◆ **Fragment tekstu**:

╭──

Reklama

"Kler": Film Smarzowskiego widziało już ponad 2,5 mln widzów

Już ponad 2,5 mln widzów obejrzało "Kler" Wojtka Smarzowskiego. Zaledwie dziesięć dni zajęło produkcji osiągnięcie statusu największego hitu frekwencyjnego 2018.

Już ponad 2,5 mln widzów obejrzało "Kler" Wojtka Smarzowskiego. Zaledwie dziesięć dni zajęło produkcji osiągnięcie statusu największego hitu frekwencyjnego 2018.
Robert Więckiewicz w filmie "Kler" /Bartosz Mrozowski /materiały dystrybutora

"Kler" Wojtka Smarzowskiego to już nie tylko wielki przebój, ale i prawdziwy fenomen polskiego kina. Obraz wszedł na ekrany 28 września i z miejsca zanotował najlepsze otwarcie filmu na przestrzeni ostatnich 30 lat. Ponad 935 tys. widzów w premierowy weekend to wynik, który przełamał dominację "Pięćdziesięciu twarzy Greya" (834 tys. osób) oraz wyprzedził takie superhity, jak: "Shrek Trzeci" (793 tys. widzów), "Gwiezdne wojny: Przebudzenie mocy" (prawie 790 tys widzów) i "Pitbull. Niebezpieczne kobiety" (768 tys widzów). Na kolejny sukces nie trzeba było długo czekać.

Reklama

Film potrzebował zaledwie tygodnia, by - z frekwencją 1 732 300 widzów - stać się największym hitem w dorobku Smarzowskiego, wyprzedzając rekordowy dotychczas "Wołyń", który schodził z ekranów kin z wynikiem 1 449 515 widzów. Teraz do swych niesamowitych osiągnięć "Kler" dołożył kolejny wyczyn. Jest nim osiągnięcie statusu największego hitu frekwencyjnego 2018 roku.

╰──

◆ **Prezentowane dane**:
╭──

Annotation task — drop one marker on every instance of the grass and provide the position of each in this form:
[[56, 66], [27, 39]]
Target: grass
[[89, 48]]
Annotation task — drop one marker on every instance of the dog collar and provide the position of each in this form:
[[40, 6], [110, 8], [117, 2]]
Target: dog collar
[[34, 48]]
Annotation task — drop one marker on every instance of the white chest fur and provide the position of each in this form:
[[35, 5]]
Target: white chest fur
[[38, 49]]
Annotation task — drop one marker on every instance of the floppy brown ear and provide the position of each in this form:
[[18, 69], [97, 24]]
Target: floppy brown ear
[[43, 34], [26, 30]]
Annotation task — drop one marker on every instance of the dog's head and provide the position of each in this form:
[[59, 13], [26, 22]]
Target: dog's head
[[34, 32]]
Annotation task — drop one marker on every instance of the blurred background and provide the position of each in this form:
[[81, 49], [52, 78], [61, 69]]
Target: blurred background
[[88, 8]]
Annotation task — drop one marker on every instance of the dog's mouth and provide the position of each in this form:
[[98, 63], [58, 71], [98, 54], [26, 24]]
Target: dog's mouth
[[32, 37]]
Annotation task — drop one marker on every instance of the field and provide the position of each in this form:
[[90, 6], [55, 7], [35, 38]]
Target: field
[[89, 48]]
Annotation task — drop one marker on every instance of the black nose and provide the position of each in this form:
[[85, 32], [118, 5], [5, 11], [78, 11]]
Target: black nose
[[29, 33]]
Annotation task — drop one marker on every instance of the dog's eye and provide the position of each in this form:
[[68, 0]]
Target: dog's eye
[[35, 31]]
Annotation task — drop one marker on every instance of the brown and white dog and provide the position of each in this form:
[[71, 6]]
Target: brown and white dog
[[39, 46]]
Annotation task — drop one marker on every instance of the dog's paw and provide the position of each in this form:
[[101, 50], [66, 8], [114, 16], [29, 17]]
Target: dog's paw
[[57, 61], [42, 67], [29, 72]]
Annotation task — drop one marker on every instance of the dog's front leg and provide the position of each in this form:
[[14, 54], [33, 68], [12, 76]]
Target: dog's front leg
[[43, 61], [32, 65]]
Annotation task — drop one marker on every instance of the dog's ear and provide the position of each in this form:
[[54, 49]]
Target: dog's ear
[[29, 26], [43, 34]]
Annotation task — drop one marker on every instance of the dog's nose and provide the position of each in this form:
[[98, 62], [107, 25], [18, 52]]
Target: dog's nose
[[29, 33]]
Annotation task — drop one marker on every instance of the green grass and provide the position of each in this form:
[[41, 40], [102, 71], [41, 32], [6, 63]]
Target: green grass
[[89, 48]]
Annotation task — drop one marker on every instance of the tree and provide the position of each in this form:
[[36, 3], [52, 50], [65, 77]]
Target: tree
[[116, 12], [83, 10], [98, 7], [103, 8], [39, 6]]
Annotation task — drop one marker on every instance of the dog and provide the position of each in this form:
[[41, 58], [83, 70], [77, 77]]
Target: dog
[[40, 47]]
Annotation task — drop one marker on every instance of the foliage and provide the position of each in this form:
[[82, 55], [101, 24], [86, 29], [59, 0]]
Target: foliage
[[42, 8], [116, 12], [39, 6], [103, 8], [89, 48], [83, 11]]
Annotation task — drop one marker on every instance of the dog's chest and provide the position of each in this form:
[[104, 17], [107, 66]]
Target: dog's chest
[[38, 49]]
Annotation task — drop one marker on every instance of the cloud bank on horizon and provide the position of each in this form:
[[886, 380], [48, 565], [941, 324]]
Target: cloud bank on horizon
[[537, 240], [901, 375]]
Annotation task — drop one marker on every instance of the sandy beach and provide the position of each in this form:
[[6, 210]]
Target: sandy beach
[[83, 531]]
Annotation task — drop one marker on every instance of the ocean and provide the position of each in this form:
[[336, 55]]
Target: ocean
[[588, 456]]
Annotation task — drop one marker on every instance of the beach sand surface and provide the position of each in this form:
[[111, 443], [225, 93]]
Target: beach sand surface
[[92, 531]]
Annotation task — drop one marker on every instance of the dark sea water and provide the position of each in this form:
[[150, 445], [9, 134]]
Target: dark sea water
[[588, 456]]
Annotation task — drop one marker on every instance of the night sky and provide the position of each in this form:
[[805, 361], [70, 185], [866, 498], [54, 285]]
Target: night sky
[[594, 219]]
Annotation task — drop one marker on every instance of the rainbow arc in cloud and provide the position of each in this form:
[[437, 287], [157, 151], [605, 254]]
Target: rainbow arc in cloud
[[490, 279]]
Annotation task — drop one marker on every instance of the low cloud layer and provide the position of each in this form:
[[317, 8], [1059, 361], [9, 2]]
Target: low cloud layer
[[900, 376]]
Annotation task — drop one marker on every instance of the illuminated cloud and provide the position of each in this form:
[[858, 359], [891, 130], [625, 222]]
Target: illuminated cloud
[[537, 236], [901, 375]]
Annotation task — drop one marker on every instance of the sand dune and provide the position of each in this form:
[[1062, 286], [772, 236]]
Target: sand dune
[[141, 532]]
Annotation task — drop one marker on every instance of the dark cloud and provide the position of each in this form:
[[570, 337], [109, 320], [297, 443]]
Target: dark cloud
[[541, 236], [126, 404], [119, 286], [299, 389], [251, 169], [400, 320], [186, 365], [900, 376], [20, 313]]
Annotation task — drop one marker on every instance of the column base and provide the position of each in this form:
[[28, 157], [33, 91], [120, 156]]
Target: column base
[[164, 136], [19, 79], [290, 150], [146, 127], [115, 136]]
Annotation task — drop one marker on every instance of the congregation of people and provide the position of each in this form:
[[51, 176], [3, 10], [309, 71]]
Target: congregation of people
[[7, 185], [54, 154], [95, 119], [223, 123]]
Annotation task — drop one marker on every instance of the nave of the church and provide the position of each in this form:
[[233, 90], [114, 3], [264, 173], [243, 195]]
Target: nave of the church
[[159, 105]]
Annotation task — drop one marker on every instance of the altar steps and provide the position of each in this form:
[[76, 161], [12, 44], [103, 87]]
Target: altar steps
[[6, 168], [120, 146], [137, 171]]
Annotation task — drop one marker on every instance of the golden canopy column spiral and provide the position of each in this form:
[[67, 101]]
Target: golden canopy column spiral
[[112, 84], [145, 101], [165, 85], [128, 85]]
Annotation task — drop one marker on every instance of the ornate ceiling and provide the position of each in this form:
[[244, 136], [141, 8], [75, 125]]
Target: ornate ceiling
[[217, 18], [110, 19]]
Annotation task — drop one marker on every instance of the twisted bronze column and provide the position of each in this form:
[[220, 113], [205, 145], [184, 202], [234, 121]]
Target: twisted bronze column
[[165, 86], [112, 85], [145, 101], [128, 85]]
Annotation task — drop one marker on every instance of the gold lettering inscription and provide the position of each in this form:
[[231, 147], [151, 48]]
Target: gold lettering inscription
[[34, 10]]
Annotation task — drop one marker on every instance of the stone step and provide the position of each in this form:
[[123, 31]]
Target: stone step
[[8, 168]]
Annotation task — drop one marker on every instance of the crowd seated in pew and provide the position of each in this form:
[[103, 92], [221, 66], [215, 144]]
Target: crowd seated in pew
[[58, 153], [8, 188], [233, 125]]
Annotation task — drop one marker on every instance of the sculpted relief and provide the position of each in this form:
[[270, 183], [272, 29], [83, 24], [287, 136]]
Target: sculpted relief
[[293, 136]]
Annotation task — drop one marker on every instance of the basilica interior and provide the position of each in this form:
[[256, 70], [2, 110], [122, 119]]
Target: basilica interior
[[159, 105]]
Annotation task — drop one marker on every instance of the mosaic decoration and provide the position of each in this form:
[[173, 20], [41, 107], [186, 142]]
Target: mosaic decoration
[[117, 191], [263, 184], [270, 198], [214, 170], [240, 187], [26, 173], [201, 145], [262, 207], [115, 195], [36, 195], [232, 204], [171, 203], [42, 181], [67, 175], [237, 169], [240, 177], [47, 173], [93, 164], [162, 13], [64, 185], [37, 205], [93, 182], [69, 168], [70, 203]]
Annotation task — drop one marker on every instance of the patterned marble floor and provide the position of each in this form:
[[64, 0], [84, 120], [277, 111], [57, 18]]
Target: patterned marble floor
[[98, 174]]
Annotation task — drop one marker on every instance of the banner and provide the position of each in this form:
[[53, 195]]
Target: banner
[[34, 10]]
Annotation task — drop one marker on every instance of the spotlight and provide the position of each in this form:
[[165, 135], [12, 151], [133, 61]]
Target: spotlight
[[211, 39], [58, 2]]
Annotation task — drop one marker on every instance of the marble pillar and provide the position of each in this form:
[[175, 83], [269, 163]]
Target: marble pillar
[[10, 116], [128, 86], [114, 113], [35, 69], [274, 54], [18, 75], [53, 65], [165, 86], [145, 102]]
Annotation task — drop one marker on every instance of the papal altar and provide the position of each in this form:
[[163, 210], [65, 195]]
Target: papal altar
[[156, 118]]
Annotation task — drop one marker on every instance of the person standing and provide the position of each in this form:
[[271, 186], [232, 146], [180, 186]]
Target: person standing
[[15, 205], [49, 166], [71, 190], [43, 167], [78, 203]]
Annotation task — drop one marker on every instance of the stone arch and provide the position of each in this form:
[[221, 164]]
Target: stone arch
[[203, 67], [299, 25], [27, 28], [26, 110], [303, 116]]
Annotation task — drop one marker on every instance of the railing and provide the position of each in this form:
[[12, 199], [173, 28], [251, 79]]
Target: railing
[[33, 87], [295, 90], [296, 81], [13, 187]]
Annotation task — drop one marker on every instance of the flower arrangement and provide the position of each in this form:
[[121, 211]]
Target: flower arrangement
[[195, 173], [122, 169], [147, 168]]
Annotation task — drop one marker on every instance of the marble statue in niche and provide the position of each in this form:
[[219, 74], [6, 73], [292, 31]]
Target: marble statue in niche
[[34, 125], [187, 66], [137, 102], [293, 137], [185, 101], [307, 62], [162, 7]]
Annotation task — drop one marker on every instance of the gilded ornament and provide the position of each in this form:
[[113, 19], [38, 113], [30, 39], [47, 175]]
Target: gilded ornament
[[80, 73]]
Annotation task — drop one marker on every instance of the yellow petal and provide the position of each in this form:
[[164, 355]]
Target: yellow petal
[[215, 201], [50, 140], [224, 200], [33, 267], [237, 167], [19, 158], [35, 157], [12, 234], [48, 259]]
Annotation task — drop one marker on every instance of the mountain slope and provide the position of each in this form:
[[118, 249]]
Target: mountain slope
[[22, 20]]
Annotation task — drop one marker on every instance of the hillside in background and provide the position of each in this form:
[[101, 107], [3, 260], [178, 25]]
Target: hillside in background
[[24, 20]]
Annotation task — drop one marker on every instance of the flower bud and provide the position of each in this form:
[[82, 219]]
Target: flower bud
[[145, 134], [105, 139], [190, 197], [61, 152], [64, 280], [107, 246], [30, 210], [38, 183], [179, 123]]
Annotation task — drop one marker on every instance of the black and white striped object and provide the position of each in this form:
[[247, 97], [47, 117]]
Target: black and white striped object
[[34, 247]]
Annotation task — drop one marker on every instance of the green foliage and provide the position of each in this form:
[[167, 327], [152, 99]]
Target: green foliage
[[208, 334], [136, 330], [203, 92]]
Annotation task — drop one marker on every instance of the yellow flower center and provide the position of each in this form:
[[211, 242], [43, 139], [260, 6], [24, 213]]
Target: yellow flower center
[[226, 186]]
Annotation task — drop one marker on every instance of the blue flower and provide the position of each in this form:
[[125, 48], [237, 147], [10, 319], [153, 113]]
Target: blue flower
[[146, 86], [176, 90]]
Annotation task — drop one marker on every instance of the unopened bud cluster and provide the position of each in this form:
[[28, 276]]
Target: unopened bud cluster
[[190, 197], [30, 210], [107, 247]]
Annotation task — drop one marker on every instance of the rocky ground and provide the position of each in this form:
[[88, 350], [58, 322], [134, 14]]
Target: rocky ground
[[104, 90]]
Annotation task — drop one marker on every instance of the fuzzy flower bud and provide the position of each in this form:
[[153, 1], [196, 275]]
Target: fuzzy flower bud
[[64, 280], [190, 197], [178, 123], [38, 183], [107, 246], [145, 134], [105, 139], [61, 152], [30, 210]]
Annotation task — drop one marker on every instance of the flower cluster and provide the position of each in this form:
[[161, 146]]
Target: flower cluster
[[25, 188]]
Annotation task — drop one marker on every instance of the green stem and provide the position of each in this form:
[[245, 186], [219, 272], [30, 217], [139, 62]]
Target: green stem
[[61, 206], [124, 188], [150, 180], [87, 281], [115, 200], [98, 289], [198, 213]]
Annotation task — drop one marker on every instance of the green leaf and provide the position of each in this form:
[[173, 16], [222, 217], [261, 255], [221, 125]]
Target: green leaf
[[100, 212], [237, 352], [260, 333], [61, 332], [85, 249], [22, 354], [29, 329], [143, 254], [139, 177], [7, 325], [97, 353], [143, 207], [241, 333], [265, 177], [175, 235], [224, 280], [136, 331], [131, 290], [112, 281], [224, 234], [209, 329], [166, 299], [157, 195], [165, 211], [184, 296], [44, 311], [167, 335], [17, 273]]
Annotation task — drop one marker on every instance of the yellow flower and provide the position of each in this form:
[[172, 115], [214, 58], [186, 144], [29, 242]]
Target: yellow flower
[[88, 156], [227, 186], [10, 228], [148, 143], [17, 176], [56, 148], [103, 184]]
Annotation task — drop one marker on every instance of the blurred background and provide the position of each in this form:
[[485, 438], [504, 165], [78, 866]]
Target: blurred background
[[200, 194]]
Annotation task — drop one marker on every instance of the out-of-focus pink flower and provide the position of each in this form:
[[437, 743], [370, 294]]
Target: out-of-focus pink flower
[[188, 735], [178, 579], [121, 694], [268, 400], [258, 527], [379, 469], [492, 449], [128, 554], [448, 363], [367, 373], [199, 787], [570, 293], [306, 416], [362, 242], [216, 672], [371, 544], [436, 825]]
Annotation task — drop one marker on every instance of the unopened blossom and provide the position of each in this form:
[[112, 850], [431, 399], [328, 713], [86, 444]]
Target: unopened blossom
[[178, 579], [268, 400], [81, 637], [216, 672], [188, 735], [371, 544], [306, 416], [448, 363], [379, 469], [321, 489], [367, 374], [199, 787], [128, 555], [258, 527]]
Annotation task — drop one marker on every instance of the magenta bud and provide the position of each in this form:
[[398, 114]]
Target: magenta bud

╰──

◆ **Instrukcja do ćwiczenia**: Przepisz fragment tekstu o filmie „Kler”, zaczynając od słów „Film potrzebował zaledwie” i kończąc po słowach „frekwencyjnego 2018 roku.”, a wyraz „tygodnia” zastąp wyrażeniem „siedmiu dni”. Opieraj się wyłącznie na tekście o filmie „Kler”.

◆ **Pełna odpowiedź**:
Film potrzebował zaledwie siedmiu dni, by - z frekwencją 1 732 300 widzów - stać się największym hitem w dorobku Smarzowskiego, wyprzedzając rekordowy dotychczas "Wołyń", który schodził z ekranów kin z wynikiem 1 449 515 widzów. Teraz do swych niesamowitych osiągnięć "Kler" dołożył kolejny wyczyn. Jest nim osiągnięcie statusu największego hitu frekwencyjnego 2018 roku.